▶ **ARBEITSAUFTRAG**
Schreiben Sie die Zeilen der folgenden Einträge ab der Zeile mit „the white shirt“ bis zum Ende der Auflistung einschließlich unverändert ab. Übernehmen Sie nur diese Zeilen.
----------------------------------------
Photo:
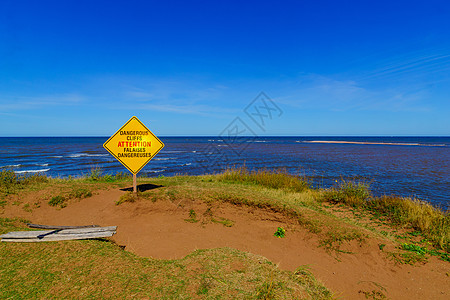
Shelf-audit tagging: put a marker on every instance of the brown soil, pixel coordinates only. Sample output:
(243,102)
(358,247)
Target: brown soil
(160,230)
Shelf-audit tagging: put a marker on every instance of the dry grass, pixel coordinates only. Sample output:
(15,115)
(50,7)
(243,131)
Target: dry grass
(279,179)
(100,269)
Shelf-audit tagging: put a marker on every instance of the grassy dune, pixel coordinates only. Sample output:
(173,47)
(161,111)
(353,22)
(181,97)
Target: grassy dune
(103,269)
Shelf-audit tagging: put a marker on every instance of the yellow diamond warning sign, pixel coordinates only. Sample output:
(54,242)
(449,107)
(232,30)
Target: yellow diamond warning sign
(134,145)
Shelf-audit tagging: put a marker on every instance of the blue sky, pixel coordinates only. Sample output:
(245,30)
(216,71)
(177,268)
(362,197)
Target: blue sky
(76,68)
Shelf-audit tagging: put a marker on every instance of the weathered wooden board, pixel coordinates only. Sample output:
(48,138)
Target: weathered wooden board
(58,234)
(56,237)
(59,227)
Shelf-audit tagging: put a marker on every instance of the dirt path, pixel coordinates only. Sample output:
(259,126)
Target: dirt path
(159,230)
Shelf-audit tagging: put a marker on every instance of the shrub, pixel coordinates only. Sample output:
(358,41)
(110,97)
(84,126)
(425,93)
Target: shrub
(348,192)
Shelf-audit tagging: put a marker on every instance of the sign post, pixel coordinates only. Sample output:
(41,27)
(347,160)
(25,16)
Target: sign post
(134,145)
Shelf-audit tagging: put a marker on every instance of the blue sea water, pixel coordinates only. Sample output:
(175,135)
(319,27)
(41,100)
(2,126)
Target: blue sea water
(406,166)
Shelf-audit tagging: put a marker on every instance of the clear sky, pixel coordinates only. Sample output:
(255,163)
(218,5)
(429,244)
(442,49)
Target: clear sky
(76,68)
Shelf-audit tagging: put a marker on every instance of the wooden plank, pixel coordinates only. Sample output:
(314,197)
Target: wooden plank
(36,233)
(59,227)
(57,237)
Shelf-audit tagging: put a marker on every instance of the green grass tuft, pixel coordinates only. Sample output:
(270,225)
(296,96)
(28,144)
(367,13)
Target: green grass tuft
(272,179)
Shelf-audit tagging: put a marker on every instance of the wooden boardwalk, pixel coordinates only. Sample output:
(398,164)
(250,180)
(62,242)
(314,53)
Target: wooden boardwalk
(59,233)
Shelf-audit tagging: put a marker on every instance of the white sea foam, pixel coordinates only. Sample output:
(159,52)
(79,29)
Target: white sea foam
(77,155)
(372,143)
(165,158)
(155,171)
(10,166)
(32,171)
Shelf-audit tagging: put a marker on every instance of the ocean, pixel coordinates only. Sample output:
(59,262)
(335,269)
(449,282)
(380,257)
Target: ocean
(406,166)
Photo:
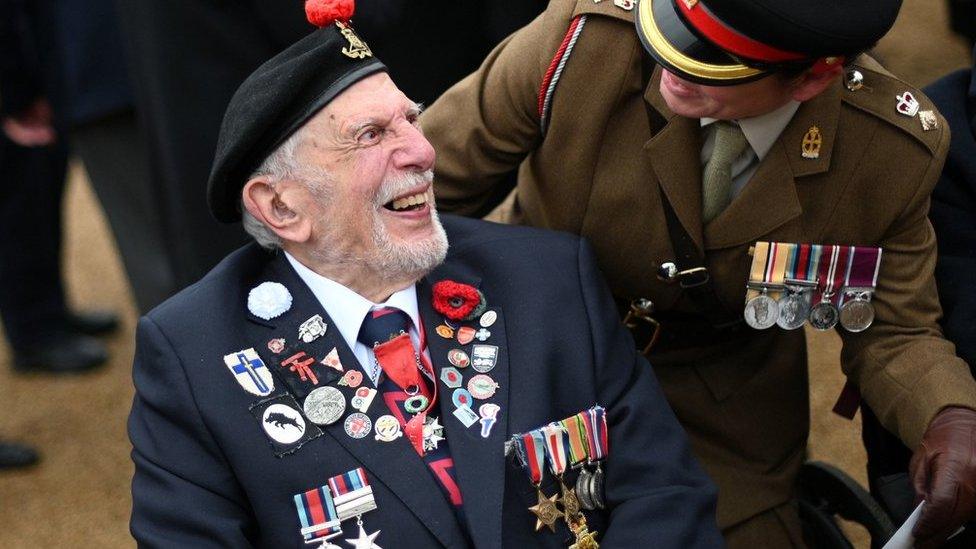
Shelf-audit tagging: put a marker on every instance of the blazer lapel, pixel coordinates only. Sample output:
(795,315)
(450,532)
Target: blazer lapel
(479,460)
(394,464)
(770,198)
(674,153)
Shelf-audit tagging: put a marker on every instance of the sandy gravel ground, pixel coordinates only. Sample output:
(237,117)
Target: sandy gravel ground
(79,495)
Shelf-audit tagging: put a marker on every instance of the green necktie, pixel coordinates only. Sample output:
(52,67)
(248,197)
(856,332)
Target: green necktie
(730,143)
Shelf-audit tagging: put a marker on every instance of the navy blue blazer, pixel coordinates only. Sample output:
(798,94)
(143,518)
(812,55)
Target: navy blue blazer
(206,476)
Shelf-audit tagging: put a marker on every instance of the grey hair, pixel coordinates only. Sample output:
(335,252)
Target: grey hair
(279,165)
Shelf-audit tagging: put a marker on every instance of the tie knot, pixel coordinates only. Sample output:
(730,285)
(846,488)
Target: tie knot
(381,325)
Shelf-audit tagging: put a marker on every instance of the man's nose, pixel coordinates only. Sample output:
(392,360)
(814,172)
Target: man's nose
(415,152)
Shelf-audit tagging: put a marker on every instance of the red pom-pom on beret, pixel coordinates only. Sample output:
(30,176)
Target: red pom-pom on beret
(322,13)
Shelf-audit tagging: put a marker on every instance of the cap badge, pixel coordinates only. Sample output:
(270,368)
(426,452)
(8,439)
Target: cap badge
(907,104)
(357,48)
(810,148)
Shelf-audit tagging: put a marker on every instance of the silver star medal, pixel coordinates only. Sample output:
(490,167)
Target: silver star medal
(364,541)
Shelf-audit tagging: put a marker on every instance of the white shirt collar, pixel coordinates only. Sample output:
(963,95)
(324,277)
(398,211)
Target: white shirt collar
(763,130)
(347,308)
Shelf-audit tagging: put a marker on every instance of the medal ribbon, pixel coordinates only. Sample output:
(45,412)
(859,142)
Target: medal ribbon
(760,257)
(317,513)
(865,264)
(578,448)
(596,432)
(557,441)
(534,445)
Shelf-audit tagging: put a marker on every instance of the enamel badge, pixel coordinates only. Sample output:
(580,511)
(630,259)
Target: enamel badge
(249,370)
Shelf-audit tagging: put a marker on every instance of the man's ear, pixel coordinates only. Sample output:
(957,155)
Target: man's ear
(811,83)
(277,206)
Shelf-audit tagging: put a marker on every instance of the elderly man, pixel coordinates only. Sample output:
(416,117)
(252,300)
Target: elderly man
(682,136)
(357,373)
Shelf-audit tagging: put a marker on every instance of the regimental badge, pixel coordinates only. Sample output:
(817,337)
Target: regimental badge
----------------------------------------
▶ **LÖSUNG DER AUFGABE**
Shelf-audit tagging: put a marker on every instance of the white shirt collar, pixel coordinates only. Sample output:
(963,95)
(324,277)
(398,211)
Target: white shirt collar
(763,130)
(347,308)
Shelf-audit tagging: put a marker on every instance of the medal ribbon, pixel coordinates only. Sample output:
(45,412)
(859,142)
Target: medal ribbon
(760,257)
(317,513)
(865,264)
(578,448)
(596,432)
(557,441)
(534,445)
Shelf-audit tagging: put a marker on every instance of the enamel badge, pixel coordinates only. Sample output:
(580,511)
(630,259)
Target: enamel badge
(249,370)
Shelf-audit tagging: put a marker on every instance of the man's ear, pixel coordinates only. Sample output:
(957,155)
Target: man's ear
(811,83)
(277,206)
Shelf-audit tagging: put a marker on every instance of the elderly man, pixel coordinates only. Sample output:
(416,117)
(252,300)
Target: elderly man
(682,136)
(357,373)
Shelf-audit tagging: put a marker on every instance of the regimental badge, pixel coordinates only. Sample output:
(817,337)
Target: regimental badge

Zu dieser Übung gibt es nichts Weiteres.